[Data extracted from a collection]
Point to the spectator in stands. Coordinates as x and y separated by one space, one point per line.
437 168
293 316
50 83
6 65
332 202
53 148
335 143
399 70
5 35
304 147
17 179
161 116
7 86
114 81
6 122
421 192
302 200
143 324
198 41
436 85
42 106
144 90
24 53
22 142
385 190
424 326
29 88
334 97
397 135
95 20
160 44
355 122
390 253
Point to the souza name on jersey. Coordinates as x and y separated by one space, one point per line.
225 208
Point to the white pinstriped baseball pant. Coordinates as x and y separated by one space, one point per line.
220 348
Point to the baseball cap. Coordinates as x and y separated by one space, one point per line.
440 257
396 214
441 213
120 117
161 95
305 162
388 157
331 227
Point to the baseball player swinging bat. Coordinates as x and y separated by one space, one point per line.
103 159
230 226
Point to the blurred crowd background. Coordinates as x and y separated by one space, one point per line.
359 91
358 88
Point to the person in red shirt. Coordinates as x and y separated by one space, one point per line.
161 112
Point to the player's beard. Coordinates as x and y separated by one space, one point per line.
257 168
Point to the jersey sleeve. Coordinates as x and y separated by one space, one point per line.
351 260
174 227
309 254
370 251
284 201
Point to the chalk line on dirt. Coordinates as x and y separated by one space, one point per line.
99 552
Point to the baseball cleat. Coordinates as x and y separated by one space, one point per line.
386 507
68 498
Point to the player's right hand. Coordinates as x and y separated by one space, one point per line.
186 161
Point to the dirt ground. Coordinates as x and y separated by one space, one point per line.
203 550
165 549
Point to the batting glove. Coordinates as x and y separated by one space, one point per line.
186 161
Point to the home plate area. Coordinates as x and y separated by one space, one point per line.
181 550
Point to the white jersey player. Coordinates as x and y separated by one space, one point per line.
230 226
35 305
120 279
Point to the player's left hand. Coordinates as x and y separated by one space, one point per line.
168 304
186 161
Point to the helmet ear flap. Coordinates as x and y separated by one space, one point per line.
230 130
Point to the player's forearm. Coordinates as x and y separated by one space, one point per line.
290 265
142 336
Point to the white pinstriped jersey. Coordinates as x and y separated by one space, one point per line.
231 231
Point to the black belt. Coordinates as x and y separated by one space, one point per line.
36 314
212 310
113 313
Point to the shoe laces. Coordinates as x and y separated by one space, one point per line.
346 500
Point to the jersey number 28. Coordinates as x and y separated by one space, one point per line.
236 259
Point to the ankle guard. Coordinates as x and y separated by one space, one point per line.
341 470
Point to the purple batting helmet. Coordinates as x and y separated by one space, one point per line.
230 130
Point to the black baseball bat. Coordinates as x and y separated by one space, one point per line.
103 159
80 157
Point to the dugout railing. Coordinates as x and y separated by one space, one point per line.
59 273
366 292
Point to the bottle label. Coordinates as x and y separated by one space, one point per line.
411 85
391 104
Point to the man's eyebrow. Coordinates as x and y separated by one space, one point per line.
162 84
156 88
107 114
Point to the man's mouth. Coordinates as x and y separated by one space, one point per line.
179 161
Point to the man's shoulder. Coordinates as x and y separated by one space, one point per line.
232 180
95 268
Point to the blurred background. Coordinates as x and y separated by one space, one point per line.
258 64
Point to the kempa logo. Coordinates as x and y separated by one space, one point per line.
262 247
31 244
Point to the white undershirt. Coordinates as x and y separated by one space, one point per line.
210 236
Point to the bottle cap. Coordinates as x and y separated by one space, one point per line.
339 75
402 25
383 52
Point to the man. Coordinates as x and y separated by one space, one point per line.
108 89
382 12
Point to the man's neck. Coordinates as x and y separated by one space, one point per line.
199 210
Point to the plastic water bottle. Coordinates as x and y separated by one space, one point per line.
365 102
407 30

TASK DESCRIPTION: Extract all of the data shown above and repeat it verbatim.

ANSWER TO THIS EXERCISE:
Point to the spectator in stands. Coordinates as x and y separated by one space, one point per line.
437 168
293 316
50 83
6 65
332 202
53 148
335 143
399 70
5 35
304 147
17 179
161 116
7 86
114 81
6 122
421 192
302 200
143 324
198 41
436 85
42 106
144 90
24 53
22 142
385 190
424 326
29 88
334 97
397 135
95 20
160 44
355 122
390 253
Point to the souza name on jersey. Coordinates as x and y separated by one space, one point per line.
225 208
Point to the white pinstriped baseball pant. Coordinates as x and y separated by one space, one point per line.
220 348
Point to the baseball cap. Coordinates as x and y separated by one space, one point per line.
440 257
396 214
441 213
120 117
161 95
305 162
388 157
331 227
Point to the baseball player swinging bat. Coordinates as x and y separated by one space, one point per line.
103 159
230 226
Point to the blurred crowd background. Coordinates as x and y separated by one space, one point per line.
359 91
358 88
Point to the person in red shirt. Coordinates as x and y separated by one space, one point per line.
161 112
Point to the player's beard. Coordinates as x and y separated by one space, one point per line.
257 168
Point to the jersey sleeve. Coordinates as x and y separated by one space, one point per line.
351 260
174 227
309 254
370 251
284 201
Point to the chalk line on dirt. Coordinates as x and y separated by one space, one point per line.
99 552
Point to the baseball cleat. Coordinates as x and y separated by one space, one point per line.
386 507
68 498
Point to the player's right hand. Coordinates as x and y separated by one space, one point per line.
186 161
Point to the dirt ground. Coordinates as x and y separated by one space, one point per line.
203 550
165 549
Point to the batting glove. Coordinates as x and y separated by one space, one point per line.
186 161
Point to the home plate area. Coordinates as x and y separated by one space, one point per line.
181 550
Point to the white jersey player. Coordinates as x and y separated by one space, one point per line.
230 226
35 305
120 279
Point to the player's left hand. Coordinates as x and y separated by one space, one point per line.
168 304
186 161
Point to the helmet ear flap. Coordinates as x and y separated by one space, one point per line.
230 130
Point to the player's forearm. Coordinates as x and y separated by one space, one point per line.
290 265
142 336
Point to the white pinstriped jersey. Coordinates as x and y separated by one space, one point per line.
231 231
Point to the black belt. Coordinates as x and y separated by one space, one point per line.
36 314
212 310
113 313
Point to the shoe laces. Coordinates as x and y separated by one space, one point per line.
346 500
Point to the jersey number 28. Coordinates as x and y separated by one space, one point per line.
236 259
Point to the ankle guard. Coordinates as x and y separated by one space, one point per line.
341 470
Point to the purple batting helmet. Coordinates as x and y separated by one space, one point per line.
230 130
Point to the black baseball bat. Coordinates as x and y separated by one space, one point per line.
103 159
80 157
Point to the dugout railing. Coordinates as x and y separated by one space, one point per line.
59 273
366 292
Point to the bottle label. Coordinates as x and y separated by one space, one point per line.
411 85
391 104
Point to the man's eyebrow. Coordinates as x and y separated by one space, one point per line.
162 84
156 88
107 114
Point to the man's mouth. Coordinates as x and y separated by one space, one point per line.
179 161
Point to the man's shoulder. Coordinates as x and y separated by one space, one point per line.
232 180
95 268
Point to the blurred background. Coordinates as x and y separated by one space, one point per line.
258 64
Point to the kempa logo. Coordinates as x and y separated by one space, one point per line.
262 247
31 244
Point to the white undershirt. Coordinates as x and y separated by one space, one point per line.
210 236
Point to the bottle cap. Coordinates as x and y separated by one space, one point per line.
339 75
402 25
383 52
Point to the man. Coordinates as x and y separated by one space, one point per line.
108 89
382 12
Point to the man's neck. Coordinates as x and y separated by one space, one point per line.
199 210
Point to the plastic water bottle. Coordinates as x and y separated by one space, one point per line.
365 102
407 30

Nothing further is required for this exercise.